6 Peter Orvetti // Jul 22, 2008 at 7:48 pm
If I had the courage of my convictions, I would be a vegetarian by now. No judging of meat-eaters implied; it’s just that my own values have evolved toward a vegetarian perspective. But I’m too weak to give up eating tasty animals, and I feel like a schmuck about it. I quit drinking a decade ago, and you’d think that actual addiction would have been tougher than just a taste in cuisine…
7 Jadagul // Jul 23, 2008 at 3:23 am
To be fair, my meat-eating is entirely unhypocritical; I just place basically no moral value on animals or their welfare whatsoever. (technically, it’s probably more accurate to say that I place infinitesimal value on their welfare; less suffering is better than more ceteris paribus, but any amount of human welfare outweighs any amount of animal disutility). I sort of get the same feeling talking to vegetarians that I do talking to some egalitarians: “I understand that you think (animal welfare/the Gini coefficient) has moral salience, but I’m not really surewhy.”

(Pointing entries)

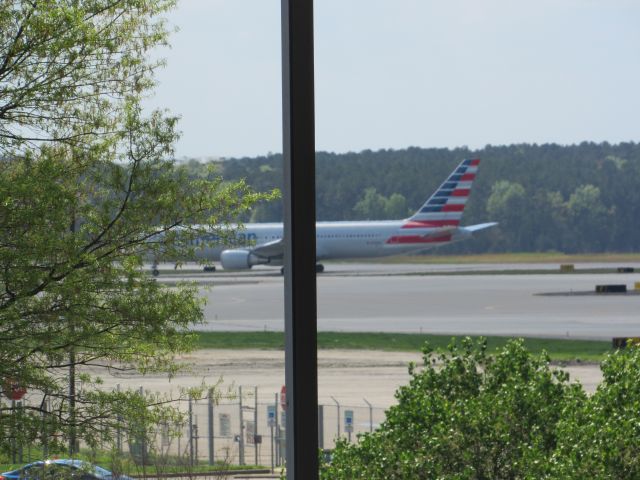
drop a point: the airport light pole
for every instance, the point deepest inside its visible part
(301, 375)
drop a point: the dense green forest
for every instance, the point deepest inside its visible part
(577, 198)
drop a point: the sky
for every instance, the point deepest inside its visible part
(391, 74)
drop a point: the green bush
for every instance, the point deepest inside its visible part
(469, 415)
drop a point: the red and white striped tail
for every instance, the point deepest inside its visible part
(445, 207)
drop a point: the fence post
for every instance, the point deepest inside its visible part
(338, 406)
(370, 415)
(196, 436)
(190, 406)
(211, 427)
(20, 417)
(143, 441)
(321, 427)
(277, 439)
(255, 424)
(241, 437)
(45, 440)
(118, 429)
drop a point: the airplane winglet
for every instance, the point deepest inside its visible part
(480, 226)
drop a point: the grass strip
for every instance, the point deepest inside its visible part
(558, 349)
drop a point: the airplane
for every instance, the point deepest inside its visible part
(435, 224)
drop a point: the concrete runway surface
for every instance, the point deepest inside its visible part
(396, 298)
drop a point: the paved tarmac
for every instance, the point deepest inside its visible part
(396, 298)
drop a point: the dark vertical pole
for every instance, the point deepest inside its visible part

* **Actions to take**:
#1 Reproduce the comments on vegetarianism word for word, from start to finish.
#2 Write out the entries, starting at the line that contains "drop a point: the dark vertical pole" and stopping after the final line of the entries.

* **Answers per task**:
#1
6 Peter Orvetti // Jul 22, 2008 at 7:48 pm
If I had the courage of my convictions, I would be a vegetarian by now. No judging of meat-eaters implied; it’s just that my own values have evolved toward a vegetarian perspective. But I’m too weak to give up eating tasty animals, and I feel like a schmuck about it. I quit drinking a decade ago, and you’d think that actual addiction would have been tougher than just a taste in cuisine…
7 Jadagul // Jul 23, 2008 at 3:23 am
To be fair, my meat-eating is entirely unhypocritical; I just place basically no moral value on animals or their welfare whatsoever. (technically, it’s probably more accurate to say that I place infinitesimal value on their welfare; less suffering is better than more ceteris paribus, but any amount of human welfare outweighs any amount of animal disutility). I sort of get the same feeling talking to vegetarians that I do talking to some egalitarians: “I understand that you think (animal welfare/the Gini coefficient) has moral salience, but I’m not really surewhy.”

#2
drop a point: the dark vertical pole
for every instance, the point deepest inside its visible part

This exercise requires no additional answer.